Stored items from a collection
----

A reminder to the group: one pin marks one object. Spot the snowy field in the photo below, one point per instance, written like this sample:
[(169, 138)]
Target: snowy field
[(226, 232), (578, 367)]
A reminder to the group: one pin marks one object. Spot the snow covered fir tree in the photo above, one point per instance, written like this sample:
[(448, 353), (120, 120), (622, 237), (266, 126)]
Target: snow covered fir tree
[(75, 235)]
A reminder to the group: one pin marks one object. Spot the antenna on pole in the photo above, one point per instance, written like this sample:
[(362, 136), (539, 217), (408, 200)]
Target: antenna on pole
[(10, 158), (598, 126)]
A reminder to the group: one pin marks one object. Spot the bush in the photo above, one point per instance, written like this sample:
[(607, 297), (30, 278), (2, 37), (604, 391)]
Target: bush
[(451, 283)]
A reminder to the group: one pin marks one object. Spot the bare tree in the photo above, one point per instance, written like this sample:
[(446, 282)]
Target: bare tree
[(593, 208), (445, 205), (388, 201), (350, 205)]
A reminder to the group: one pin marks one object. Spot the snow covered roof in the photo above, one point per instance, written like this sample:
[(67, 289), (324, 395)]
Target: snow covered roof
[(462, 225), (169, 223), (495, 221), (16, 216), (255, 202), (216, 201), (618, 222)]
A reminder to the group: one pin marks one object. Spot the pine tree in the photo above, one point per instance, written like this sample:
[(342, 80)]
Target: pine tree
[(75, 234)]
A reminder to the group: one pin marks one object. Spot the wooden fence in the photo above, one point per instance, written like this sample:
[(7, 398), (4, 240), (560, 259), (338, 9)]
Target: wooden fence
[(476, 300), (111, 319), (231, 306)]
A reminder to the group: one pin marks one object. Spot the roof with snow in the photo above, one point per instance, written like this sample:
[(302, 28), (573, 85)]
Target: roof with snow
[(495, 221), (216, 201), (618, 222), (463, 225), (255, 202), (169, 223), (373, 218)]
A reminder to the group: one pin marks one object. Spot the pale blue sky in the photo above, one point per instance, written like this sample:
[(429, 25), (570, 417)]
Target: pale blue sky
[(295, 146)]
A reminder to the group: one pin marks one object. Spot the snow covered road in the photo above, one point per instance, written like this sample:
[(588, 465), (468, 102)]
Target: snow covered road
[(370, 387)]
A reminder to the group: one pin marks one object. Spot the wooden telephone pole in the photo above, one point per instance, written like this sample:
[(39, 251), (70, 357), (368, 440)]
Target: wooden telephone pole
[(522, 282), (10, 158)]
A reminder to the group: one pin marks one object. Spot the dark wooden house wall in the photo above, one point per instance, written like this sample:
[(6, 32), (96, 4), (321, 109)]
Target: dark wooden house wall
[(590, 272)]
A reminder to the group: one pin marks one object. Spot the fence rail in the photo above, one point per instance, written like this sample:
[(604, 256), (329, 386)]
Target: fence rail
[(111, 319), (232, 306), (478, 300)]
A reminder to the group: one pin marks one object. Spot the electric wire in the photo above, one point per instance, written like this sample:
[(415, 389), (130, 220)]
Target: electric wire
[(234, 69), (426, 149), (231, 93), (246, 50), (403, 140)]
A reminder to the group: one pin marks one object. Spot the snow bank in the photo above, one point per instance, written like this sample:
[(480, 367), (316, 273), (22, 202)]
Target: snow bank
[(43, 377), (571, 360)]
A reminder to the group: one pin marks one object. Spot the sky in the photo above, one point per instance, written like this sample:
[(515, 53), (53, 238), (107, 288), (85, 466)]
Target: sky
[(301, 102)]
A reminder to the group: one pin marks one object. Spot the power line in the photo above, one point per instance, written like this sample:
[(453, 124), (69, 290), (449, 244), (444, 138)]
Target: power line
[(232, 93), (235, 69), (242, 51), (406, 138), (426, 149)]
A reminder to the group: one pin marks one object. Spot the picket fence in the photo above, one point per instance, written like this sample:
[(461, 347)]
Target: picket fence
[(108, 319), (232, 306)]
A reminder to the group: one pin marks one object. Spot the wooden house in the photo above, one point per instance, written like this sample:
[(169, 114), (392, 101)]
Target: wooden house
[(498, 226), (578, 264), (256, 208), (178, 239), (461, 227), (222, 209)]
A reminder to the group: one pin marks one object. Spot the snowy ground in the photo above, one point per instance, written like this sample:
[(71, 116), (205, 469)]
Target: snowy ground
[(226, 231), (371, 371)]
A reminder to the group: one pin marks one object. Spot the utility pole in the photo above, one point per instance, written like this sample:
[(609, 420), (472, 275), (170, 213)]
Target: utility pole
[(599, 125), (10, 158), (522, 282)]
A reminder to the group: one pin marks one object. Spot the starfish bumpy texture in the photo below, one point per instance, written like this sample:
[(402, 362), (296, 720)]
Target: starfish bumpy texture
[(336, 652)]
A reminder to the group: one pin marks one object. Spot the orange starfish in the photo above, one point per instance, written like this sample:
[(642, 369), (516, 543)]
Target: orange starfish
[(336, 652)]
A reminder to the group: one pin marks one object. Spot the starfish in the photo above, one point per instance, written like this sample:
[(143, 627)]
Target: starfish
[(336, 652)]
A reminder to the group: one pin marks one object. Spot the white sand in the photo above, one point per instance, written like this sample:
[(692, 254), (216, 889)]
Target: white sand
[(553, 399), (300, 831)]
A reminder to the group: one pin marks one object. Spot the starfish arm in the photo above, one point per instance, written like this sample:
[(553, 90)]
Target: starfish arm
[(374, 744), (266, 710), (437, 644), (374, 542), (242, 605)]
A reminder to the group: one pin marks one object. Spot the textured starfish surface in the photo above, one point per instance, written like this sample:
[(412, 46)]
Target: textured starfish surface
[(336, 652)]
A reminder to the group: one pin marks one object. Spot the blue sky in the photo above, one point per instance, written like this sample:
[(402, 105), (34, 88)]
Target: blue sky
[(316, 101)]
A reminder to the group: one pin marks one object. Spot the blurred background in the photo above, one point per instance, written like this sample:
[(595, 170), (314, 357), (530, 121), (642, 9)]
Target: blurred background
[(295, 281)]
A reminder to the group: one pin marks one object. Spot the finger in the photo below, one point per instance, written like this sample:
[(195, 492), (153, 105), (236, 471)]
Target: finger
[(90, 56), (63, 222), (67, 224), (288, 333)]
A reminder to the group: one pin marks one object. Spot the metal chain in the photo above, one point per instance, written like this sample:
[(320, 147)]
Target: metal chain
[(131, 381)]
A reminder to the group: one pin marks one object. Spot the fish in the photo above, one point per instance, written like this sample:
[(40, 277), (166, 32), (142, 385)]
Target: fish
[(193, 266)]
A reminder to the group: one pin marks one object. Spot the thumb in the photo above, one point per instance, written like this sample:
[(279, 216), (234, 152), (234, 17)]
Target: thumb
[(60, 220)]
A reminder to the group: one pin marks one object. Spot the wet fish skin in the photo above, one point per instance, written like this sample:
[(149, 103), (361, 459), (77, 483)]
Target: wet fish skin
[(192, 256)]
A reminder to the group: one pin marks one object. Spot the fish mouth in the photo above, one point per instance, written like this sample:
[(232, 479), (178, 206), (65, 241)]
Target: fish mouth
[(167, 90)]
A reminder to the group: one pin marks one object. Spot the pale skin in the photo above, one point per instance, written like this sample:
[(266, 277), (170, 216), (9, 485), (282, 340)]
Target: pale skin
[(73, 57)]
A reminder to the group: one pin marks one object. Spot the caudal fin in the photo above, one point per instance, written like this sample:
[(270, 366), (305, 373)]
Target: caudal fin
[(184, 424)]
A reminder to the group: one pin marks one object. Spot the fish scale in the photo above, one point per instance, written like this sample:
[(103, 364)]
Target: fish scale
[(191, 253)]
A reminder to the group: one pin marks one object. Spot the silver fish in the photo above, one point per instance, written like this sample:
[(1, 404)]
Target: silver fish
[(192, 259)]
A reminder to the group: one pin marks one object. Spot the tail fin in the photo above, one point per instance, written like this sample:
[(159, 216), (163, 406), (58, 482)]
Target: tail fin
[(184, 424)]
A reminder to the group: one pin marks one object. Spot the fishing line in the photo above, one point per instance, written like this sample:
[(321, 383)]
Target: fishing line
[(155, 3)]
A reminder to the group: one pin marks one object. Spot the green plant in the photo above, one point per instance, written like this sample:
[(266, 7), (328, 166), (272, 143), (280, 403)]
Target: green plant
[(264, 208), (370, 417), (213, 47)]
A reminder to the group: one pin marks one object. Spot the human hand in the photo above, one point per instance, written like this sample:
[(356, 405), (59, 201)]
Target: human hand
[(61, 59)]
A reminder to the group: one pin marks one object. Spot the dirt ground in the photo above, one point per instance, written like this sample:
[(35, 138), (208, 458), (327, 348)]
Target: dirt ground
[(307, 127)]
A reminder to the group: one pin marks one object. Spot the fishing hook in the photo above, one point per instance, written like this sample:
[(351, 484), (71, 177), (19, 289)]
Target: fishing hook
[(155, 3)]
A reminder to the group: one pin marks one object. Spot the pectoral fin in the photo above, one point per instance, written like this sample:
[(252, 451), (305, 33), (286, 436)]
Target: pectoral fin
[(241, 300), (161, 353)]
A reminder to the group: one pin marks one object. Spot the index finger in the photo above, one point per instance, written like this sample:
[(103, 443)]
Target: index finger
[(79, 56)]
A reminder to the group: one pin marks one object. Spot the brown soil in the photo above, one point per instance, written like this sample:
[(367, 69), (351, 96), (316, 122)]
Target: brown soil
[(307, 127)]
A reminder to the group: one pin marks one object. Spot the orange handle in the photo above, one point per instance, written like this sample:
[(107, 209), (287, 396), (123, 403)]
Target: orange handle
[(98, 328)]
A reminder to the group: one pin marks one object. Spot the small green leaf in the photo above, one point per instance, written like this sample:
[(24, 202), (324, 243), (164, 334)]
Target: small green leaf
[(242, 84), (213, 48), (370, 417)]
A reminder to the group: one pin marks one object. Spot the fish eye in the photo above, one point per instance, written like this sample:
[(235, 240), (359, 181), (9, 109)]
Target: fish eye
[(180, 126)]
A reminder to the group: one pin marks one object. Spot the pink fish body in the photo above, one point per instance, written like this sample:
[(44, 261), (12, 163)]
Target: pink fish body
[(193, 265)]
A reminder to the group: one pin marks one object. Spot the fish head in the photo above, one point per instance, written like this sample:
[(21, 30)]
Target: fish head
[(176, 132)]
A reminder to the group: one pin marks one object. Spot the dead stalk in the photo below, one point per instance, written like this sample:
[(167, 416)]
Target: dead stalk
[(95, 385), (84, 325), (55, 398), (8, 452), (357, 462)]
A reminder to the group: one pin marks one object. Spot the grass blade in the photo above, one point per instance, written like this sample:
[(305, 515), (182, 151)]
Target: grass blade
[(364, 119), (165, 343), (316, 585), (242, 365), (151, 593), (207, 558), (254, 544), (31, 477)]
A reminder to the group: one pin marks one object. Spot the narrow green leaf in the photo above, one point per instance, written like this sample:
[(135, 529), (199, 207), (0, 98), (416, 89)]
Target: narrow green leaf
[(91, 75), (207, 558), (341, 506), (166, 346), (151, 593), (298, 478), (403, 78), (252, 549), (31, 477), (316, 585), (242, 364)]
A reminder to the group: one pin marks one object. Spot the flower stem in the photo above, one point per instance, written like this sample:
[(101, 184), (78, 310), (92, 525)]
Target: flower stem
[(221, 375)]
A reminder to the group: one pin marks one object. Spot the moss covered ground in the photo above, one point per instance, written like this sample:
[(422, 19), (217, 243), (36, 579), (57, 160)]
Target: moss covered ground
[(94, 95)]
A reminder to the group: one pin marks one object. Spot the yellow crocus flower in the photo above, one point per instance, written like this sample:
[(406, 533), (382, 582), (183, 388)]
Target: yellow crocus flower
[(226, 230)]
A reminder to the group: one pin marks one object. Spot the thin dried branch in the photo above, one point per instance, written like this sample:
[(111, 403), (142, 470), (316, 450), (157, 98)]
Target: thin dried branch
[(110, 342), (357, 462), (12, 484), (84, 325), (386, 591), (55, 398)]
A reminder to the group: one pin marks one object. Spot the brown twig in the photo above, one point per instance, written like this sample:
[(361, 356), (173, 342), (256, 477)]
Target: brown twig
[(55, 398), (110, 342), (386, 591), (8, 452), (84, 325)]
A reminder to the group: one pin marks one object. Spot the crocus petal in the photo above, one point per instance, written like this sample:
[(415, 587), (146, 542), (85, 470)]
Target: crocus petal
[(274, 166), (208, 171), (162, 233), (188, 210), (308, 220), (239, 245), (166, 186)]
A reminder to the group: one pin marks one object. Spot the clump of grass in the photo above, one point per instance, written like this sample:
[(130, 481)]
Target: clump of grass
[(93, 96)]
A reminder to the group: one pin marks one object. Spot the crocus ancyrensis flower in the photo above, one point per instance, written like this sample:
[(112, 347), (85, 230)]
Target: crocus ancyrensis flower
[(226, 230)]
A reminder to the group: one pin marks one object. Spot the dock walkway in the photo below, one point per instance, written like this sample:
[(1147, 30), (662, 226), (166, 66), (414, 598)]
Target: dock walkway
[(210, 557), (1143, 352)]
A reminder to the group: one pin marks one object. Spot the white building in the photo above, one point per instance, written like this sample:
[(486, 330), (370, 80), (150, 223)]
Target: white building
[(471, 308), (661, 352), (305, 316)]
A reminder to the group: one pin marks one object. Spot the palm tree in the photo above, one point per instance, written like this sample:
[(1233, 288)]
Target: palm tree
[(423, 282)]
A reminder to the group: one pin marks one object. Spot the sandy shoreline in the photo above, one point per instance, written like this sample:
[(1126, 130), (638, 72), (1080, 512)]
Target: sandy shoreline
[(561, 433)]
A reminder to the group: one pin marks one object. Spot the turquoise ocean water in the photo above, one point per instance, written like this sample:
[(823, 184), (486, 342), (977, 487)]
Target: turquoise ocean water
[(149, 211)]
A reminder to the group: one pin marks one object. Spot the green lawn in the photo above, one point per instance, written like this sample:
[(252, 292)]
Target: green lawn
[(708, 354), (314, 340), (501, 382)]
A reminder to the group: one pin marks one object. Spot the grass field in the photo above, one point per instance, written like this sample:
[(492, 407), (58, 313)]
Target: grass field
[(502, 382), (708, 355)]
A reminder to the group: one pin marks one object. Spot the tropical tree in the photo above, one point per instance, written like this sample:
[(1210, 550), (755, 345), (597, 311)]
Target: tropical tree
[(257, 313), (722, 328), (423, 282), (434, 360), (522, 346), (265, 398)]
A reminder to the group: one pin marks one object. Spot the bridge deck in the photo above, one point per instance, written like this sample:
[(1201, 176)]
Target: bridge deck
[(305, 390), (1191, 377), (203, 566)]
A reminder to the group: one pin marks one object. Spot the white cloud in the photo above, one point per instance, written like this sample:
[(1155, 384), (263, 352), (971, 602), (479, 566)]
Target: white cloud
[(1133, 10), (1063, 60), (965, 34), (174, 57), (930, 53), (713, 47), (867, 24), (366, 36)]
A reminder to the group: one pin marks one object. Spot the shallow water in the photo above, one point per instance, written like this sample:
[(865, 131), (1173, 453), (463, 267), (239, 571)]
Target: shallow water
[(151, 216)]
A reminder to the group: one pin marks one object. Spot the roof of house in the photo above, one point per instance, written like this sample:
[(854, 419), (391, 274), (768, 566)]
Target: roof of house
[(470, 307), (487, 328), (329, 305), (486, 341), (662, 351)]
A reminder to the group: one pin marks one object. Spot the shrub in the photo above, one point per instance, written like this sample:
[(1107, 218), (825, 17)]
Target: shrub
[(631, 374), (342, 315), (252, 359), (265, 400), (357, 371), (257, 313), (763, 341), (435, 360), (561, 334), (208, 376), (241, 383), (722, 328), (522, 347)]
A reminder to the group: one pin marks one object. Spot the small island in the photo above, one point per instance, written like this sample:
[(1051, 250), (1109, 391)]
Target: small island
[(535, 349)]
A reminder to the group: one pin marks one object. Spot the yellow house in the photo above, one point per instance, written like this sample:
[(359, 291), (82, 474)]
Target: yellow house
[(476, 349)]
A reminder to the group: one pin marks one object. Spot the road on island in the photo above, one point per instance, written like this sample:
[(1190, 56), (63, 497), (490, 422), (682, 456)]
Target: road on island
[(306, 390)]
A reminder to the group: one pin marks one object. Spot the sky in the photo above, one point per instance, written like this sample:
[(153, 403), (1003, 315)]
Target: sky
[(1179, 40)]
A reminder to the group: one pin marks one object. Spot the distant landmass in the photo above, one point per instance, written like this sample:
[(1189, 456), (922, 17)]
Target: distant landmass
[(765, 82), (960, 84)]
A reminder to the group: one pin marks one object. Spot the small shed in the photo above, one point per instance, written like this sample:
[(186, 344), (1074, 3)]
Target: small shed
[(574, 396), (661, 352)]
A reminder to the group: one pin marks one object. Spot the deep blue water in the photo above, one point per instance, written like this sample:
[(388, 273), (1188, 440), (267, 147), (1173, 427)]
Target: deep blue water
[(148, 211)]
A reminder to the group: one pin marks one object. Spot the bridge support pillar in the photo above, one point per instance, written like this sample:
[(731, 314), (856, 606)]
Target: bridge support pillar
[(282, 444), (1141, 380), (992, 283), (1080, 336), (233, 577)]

----

▶ What you should do: Rewrite the lines of the records from the one containing "the snowy ground" through the one containing "[(226, 231), (371, 371)]", inclusive, replacing every "snowy ground" with "snow-covered ground" and leaving everything else unchanged. Return only those lines.

▶ Solution below:
A reminder to the group: one pin marks one object. Spot the snow-covered ground in the photo above, one point per instance, written like this sample:
[(71, 116), (205, 469)]
Target: snow-covered ground
[(226, 231), (371, 371)]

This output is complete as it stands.